ESERCIZI:
1. Indica se ciascuna affermazione concorda con il bollettino sul Tibet, rispondendo sì o no e citando le parole decisive: (a) Gilles Blanchard si è dato fuoco alle porte di Parigi; (b) questo numero contiene già le analisi sulle due visite di Stato; (c) al 29 giugno risultava un versamento di 2.000 CHF da Tibet Unterstutzung Liechteinstein.
2. Prosegui il bollettino sul Tibet a partire dalla sua ultima frase.

Tenzin GYATSO, the Fourteenth Dalai Lama, 1992
Pubblicato in inglese, francese, spagnolo e italiano.
CLINTON A PECHINO
IN FRANCIA SI DA' FUOCO UN MILITANTE DEL TIBET
Chiudiamo questo numero di "Cina-Tibet Fax" prima della conclusione della visita del Presidente USA a Pechino. Visita che segue a ruota quella di un altro presidente: Oscar Luigi Scalfaro, Presidente italiano. Lasceremo alla prossima edizione del bollettino, le riflessioni e le analisi su queste due importanti visite di Stato, in un momento assai delicato della lotta per la democrazia in Cina e per la liberta' in Tibet.
Ci sembra, invece, importante dedicare la nostra attenzione al secondo suicidio, questa volta accaduto in Francia, alle porte di Parigi, dove Gilles Blanchard, dandosi fuoco alle vesti, si e' immolato per la liberta' del Tibet. Disgrazia che ci ha fatto ricordare immediatamente l'orrore delle vesti infuocate del monaco Thupten Ngodup, a New Delhi.
Fatti come questi allarmano e segnalano uno stato di tensione ed ansia nell'arcipelago dei sostenitori della liberta' del Tibet. A partire da questi eventi e dopo la lettera aperta del Partito Radicale al Kashag e la conseguente risposta di Kalon T.C. Tethong, anche Piero Verni ha sentito la necessita' di scrivere per "Cina Tibet Fax" un articolo, che pubblichiamo nella rubrica "Seconda Pagina".
Sempre su questa tragedia, la rappresentante del Dalai Lama a Parigi, Kunzang D. Yuthok, in un comunicato diffuso il giorno successivo ha riaffermato che "Sua Santita' il Dalai Lama e il Governo tibetano in esilio disapprovano qualsiasi ricorso alla violenza".
Continua inoltre la raccolta di fondi per evitare la chiusura di Radio Voice of Tibet.
A tutti voi, buona lettura.
SALVIAMO RADIO VOICE OF TIBET
La sottoscrizione pubblica per salvare Radio Voice of Tibet prosegue. Ad oggi alcune organizzazioni hanno gia' inviato alcuni contributi ed altre si stanno organizzando per raccogliere i fondi.
* La situazione dei versamenti al 29 giugno (comunicati alla Redazione di "Cina-Tibet Fax")
- Yosh 20 USD
- Tibet Unterstutzung Liechteinstein 2.000 CHF
- Olivier Dupuis, segretario del PR, 500 USD
* Come inviare il proprio contributo
Il versamento deve essere intestato a:
VOICE OF TIBET
WELHAVENSGATE 1
0166 OSLO (NORWAY)
BANK ACCOUNT: 1607.39.44191 (UNION BANK OF NORWAY)
SWIFT CODE: UBONOKK
Vi preghiamo, dopo aver effettuate il versamento, di darcene comunicazione attraverso un fax o un messaggio di posta elettronica: Redazione di "Democrazia per la Cina - Liberta' per il Tibet Fax": mailto: tibet.fax@agora.stm.it oppure fax ()39-055-230.24.52.

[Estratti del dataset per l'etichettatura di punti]

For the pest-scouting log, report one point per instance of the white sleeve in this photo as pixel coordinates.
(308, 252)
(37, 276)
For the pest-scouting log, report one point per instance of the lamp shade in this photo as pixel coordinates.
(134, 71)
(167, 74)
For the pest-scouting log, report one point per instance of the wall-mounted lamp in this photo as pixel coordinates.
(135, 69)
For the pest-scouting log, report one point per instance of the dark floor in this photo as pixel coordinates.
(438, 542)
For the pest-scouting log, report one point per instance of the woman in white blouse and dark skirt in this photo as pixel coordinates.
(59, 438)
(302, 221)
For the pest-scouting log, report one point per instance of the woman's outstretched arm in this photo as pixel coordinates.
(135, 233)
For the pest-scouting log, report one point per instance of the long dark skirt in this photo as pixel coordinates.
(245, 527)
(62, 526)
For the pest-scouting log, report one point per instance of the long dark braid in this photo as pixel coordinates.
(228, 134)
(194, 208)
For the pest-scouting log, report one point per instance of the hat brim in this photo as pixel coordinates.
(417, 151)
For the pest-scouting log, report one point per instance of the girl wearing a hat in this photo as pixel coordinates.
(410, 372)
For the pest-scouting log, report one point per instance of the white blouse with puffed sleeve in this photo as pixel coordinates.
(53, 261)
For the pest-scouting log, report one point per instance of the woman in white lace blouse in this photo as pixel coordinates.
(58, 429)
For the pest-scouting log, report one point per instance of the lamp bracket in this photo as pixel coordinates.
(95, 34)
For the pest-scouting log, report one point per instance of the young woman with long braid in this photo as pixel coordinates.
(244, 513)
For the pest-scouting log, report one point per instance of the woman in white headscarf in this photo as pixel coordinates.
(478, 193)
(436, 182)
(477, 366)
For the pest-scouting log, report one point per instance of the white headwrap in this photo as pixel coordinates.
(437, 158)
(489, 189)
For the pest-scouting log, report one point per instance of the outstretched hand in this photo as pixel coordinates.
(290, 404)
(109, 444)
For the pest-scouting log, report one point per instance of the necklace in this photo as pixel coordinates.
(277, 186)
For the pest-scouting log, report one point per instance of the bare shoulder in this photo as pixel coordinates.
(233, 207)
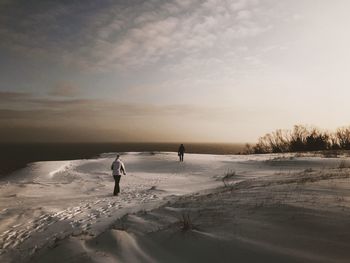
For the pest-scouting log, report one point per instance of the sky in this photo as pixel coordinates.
(171, 70)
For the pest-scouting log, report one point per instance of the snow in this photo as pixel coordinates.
(50, 201)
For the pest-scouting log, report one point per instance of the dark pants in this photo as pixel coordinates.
(181, 155)
(116, 185)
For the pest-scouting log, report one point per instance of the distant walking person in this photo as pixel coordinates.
(118, 168)
(181, 152)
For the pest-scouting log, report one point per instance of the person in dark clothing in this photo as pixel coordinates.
(118, 168)
(181, 152)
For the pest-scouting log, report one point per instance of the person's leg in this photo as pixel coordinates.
(116, 185)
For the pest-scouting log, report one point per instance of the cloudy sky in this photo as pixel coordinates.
(171, 70)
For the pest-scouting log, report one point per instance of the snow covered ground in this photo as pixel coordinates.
(47, 202)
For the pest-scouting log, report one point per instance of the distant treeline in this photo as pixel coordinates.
(300, 139)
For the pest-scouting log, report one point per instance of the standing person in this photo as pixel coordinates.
(181, 152)
(118, 168)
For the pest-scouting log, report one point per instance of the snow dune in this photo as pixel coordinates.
(49, 201)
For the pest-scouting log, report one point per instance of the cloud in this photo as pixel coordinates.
(64, 89)
(109, 35)
(103, 118)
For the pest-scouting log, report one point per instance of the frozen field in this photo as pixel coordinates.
(50, 203)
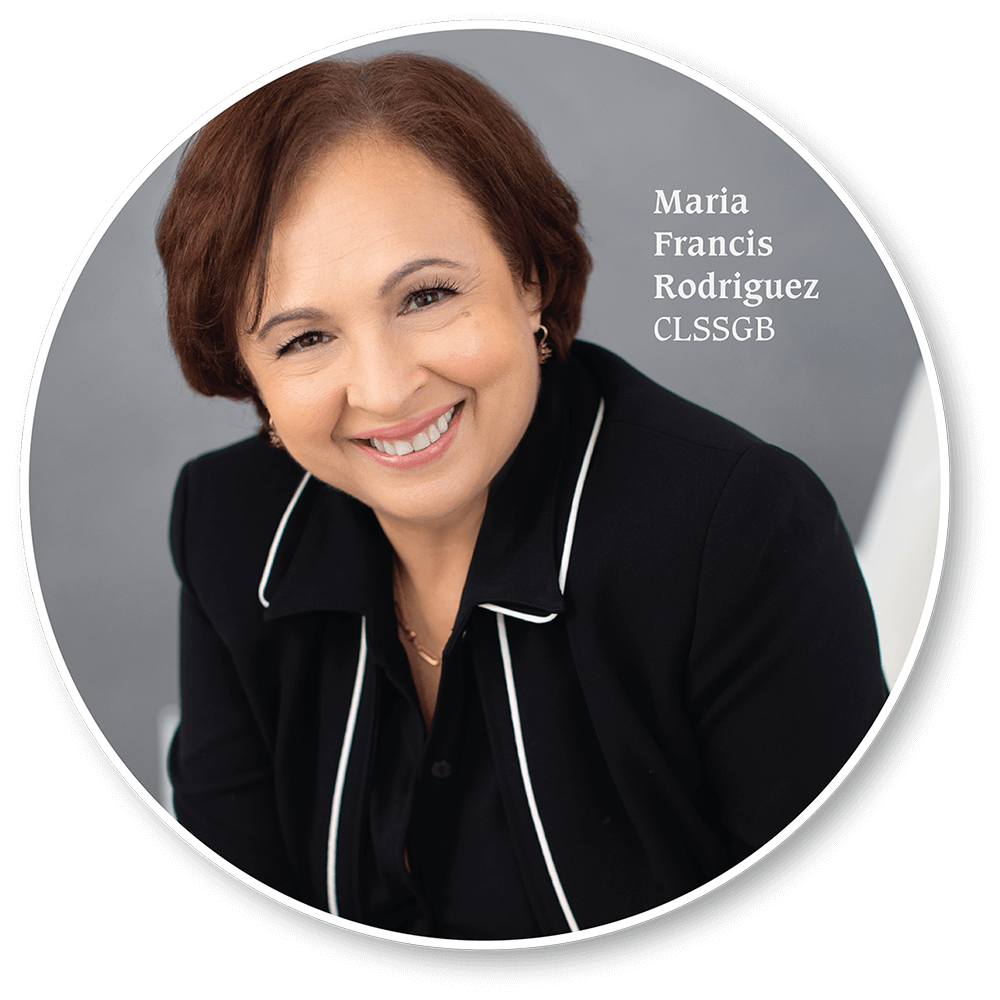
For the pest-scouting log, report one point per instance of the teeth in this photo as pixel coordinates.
(422, 440)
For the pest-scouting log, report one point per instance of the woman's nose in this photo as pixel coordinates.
(383, 377)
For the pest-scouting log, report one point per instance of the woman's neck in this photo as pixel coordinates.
(439, 550)
(432, 563)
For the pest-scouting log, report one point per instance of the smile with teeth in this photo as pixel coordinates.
(418, 442)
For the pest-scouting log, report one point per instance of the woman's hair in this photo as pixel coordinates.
(239, 172)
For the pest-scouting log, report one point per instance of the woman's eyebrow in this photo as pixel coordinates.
(414, 265)
(287, 317)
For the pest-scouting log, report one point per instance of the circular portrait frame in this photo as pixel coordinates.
(629, 267)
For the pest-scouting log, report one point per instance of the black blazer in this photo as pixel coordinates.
(674, 645)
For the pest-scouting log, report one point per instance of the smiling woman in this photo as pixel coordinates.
(498, 638)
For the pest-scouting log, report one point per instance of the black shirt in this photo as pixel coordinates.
(626, 709)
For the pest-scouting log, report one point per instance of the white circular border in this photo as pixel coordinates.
(729, 874)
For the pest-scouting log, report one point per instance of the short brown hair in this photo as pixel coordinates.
(214, 233)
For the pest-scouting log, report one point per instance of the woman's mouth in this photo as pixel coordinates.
(426, 445)
(421, 440)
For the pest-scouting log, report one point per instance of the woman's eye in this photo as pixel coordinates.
(425, 297)
(304, 341)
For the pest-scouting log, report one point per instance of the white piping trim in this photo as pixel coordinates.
(523, 615)
(571, 527)
(276, 541)
(515, 717)
(338, 788)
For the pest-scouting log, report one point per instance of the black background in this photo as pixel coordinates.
(885, 874)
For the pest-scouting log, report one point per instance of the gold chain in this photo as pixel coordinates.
(422, 651)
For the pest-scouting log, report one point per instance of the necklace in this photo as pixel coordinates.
(422, 651)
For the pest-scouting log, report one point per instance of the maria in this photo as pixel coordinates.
(695, 204)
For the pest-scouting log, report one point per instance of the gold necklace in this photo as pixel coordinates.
(422, 651)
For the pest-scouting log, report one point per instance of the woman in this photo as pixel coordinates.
(486, 636)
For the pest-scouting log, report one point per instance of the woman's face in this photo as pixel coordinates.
(396, 352)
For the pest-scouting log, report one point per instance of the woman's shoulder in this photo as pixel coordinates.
(636, 403)
(228, 502)
(661, 445)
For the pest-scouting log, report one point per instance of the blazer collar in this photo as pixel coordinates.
(332, 554)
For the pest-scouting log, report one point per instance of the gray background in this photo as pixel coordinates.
(115, 422)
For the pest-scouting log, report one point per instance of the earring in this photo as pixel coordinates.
(272, 436)
(544, 351)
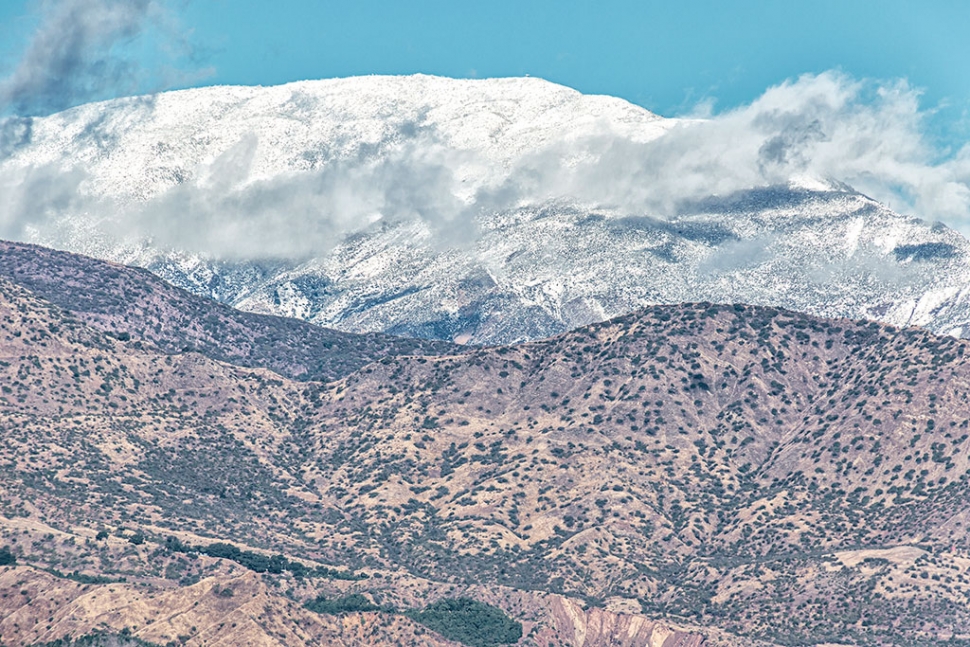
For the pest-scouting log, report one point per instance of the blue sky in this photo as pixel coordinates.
(666, 56)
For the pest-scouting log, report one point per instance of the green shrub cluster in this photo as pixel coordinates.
(469, 622)
(258, 562)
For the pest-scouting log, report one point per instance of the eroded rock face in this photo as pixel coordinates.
(601, 628)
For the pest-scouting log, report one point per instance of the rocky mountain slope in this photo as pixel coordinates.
(483, 211)
(135, 305)
(731, 474)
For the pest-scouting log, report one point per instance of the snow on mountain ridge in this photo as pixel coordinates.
(142, 146)
(478, 211)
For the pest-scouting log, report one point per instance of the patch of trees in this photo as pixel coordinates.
(354, 603)
(258, 562)
(469, 622)
(463, 620)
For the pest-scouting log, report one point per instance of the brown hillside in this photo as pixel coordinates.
(776, 476)
(132, 302)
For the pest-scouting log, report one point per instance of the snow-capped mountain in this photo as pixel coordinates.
(481, 211)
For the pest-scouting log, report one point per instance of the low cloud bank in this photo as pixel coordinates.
(827, 127)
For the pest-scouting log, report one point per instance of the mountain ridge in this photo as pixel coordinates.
(482, 211)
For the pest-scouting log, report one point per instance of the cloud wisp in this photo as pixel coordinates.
(81, 52)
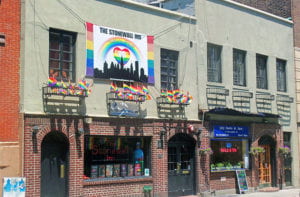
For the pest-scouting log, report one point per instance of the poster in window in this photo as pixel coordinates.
(101, 171)
(119, 54)
(130, 169)
(94, 171)
(14, 186)
(109, 170)
(123, 170)
(242, 180)
(116, 170)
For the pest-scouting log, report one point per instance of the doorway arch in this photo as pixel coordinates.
(181, 165)
(267, 161)
(54, 165)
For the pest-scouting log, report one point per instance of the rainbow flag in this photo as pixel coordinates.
(126, 88)
(145, 90)
(82, 85)
(52, 82)
(113, 88)
(133, 90)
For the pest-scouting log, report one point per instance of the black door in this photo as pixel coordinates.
(54, 165)
(181, 165)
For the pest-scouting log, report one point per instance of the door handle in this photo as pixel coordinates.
(62, 171)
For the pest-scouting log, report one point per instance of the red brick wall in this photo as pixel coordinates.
(278, 7)
(9, 64)
(296, 19)
(100, 126)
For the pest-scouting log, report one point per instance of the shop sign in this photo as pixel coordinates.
(118, 54)
(14, 186)
(121, 108)
(231, 131)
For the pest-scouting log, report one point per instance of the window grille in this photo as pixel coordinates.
(61, 54)
(281, 75)
(169, 69)
(214, 63)
(239, 67)
(261, 72)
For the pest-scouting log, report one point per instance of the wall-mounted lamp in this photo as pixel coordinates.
(79, 132)
(160, 142)
(35, 130)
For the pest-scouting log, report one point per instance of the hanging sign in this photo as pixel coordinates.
(231, 131)
(119, 54)
(242, 180)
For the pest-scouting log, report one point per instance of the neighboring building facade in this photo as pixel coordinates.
(10, 119)
(296, 20)
(115, 142)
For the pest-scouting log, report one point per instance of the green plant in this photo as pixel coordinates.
(205, 151)
(285, 150)
(220, 165)
(255, 150)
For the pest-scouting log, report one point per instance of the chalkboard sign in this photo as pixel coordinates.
(242, 180)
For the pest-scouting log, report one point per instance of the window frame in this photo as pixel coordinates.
(60, 34)
(107, 152)
(237, 76)
(281, 76)
(214, 63)
(167, 59)
(262, 77)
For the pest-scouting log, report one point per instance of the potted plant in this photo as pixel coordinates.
(284, 151)
(220, 166)
(205, 151)
(256, 150)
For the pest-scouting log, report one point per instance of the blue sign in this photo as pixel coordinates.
(231, 131)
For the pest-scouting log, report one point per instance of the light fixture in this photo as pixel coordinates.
(79, 132)
(35, 130)
(160, 142)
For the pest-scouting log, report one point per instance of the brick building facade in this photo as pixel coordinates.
(89, 143)
(10, 118)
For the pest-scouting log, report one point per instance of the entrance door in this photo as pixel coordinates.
(265, 175)
(181, 165)
(54, 165)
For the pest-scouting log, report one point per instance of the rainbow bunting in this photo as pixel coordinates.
(52, 82)
(145, 90)
(126, 88)
(113, 88)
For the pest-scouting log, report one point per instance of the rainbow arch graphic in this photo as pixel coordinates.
(119, 42)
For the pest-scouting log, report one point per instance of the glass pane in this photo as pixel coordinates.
(54, 64)
(54, 55)
(67, 56)
(54, 44)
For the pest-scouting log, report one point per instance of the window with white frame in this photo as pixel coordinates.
(61, 54)
(261, 71)
(214, 65)
(239, 67)
(281, 75)
(168, 69)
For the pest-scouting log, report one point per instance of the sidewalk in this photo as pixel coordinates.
(280, 193)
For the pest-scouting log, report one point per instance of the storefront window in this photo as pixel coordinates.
(229, 154)
(111, 156)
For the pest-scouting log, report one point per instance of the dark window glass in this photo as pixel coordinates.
(281, 75)
(229, 154)
(214, 64)
(61, 54)
(168, 69)
(239, 67)
(111, 156)
(261, 72)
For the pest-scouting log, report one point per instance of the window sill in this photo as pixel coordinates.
(117, 180)
(228, 170)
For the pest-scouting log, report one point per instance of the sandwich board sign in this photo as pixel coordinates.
(242, 181)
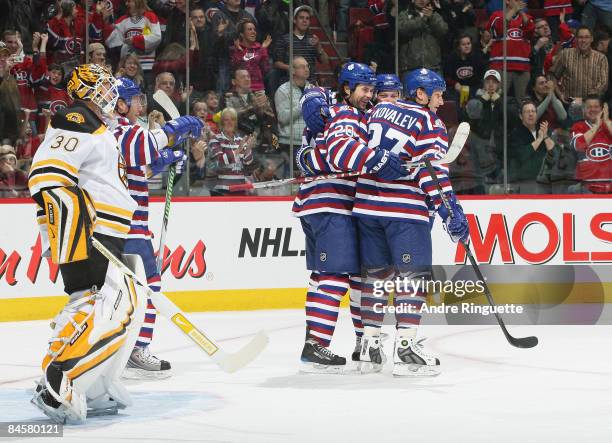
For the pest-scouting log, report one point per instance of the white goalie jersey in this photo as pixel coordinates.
(79, 150)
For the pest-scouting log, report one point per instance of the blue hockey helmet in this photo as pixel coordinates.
(426, 79)
(127, 89)
(357, 74)
(388, 82)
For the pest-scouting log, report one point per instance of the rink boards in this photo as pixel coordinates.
(248, 253)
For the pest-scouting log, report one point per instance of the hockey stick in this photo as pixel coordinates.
(461, 135)
(229, 362)
(525, 342)
(164, 101)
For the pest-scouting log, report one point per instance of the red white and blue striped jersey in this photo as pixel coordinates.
(139, 147)
(342, 147)
(413, 132)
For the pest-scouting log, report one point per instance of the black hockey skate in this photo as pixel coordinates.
(319, 359)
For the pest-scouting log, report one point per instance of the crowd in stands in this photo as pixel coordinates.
(228, 62)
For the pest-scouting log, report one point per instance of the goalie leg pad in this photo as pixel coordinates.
(88, 337)
(71, 217)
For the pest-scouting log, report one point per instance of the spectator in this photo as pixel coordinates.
(28, 71)
(255, 114)
(543, 44)
(557, 175)
(13, 182)
(129, 67)
(527, 148)
(421, 30)
(97, 53)
(290, 122)
(485, 42)
(66, 36)
(138, 32)
(199, 147)
(9, 97)
(273, 20)
(552, 10)
(174, 59)
(580, 71)
(342, 21)
(490, 125)
(464, 69)
(174, 14)
(460, 17)
(592, 139)
(305, 45)
(519, 29)
(549, 107)
(212, 102)
(226, 24)
(52, 95)
(232, 152)
(204, 73)
(597, 11)
(167, 83)
(251, 55)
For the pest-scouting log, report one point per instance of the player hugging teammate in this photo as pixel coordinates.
(392, 208)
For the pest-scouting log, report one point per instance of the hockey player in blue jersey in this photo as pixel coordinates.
(388, 88)
(146, 153)
(394, 221)
(324, 208)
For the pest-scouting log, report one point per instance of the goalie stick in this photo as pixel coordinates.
(461, 135)
(228, 362)
(164, 101)
(524, 342)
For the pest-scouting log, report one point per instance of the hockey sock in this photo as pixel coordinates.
(355, 302)
(325, 291)
(410, 294)
(374, 297)
(146, 331)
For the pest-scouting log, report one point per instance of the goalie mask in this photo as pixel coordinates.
(94, 83)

RISPOSTE ATTESE:
1.
(a) Sì: "accaduto in Francia, alle porte di Parigi, dove Gilles Blanchard, dandosi fuoco alle vesti, si e' immolato per la liberta' del Tibet".
(b) No: "Lasceremo alla prossima edizione del bollettino, le riflessioni e le analisi su queste due importanti visite di Stato".
(c) Sì: "Tibet Unterstutzung Liechteinstein 2.000 CHF".

2.
TIBET CINA TELEX
ROMA/VISITA DEL SINDACO DI PECHINO
28 maggio. L'organizzazione federata al Partito Radicale "Nessuno Tocchi Caino" ha organizzato una manifestazione durante la visita ufficiale del Sindaco della capitale cinese. In un volantino diffuso ai passanti si ricordavano le 6.100 condanne a morte e le 4.367 vittime di esecuzioni capitali, avvenute nel '96 nella RPC.
MOSCA/PRESENTAZIONE FILM
29 maggio. Circa 450 persone, tra cui numerosi deputati, giornalisti ed esponenti del Partito Radicale, hanno assistito alla prima del film "Sette anni in Tibet". La serata, su invito, e' stata organizzata dal "Tibet Culture & Information Service, American House of Cinema e Moscow Friends of Tibet Society".
ITALIA/VISITA DI PALDEN GYATSO
2 giugno. Durante la sua recente visita in Italia, il monaco Palden Gyatso ha rilasciato una lunga intervista all'emittente di informazione politica "Radio Radicale". L'intervista e' stata curata dal Consigliere Generale del PR, Paolo Pietrosanti. Alla domanda sulla proposta di lanciare una azione nonviolenta mondiale al di fuori del Tibet, Palden Gyatso ha cosi' risposto: " E' una soluzione eccellente, ritengo che in questo momento questa sia la soluzione eccellente".
VIENNA/DALAI LAMA
10 giugno. Durante la sua recente visita ufficiale in Austria, il Dalai Lama si e' rallegrato per il ruolo costruttivo dell'UE nella sua disputa con Pechino.
MARSIGLIA/CONGRESSO DELL'ASSOCIAZIONE TLS
12 Giugno. L'associazione Tibet-Liberté-Solidaritéé ha chiuso il suo congresso con la presentazione della "Marcia della Tigre": una camminata da Lione a Marsiglia per rilanciare la proposta di negoziati sino-tibetani. La marcia, organizzata dal Collettivo CFTL (13 organizzazioni francofone), si concludera' il 24 ottobre in prossimita' del Consolato cinese di Lione.
PE/VISITA DI CLINTO A PECHINO
24 giugno. Su iniziativa degli eurodeputati radicali, Olivier Dupuis e Gianfranco dell'Alba, una lettera aperta al Presidente USA, Bill Clinton, e' stata presentata dal dissidente cinese WEI Jingsheng, durante l'audizione alla Commissione esteri del PE. La lettera sottoscritta da 35 eurodeputati chiede al Presidente USA, di sottolineare il sostegno del mondo occidentale al Movimento democratico in Cina, di non sospendere le sanzioni commerciali riguardanti i trasferimenti di tecnologie sensibili e di insistere sulal ripresa immediata del dialogo diretto tra il Dalai Lama e il Governo cinese.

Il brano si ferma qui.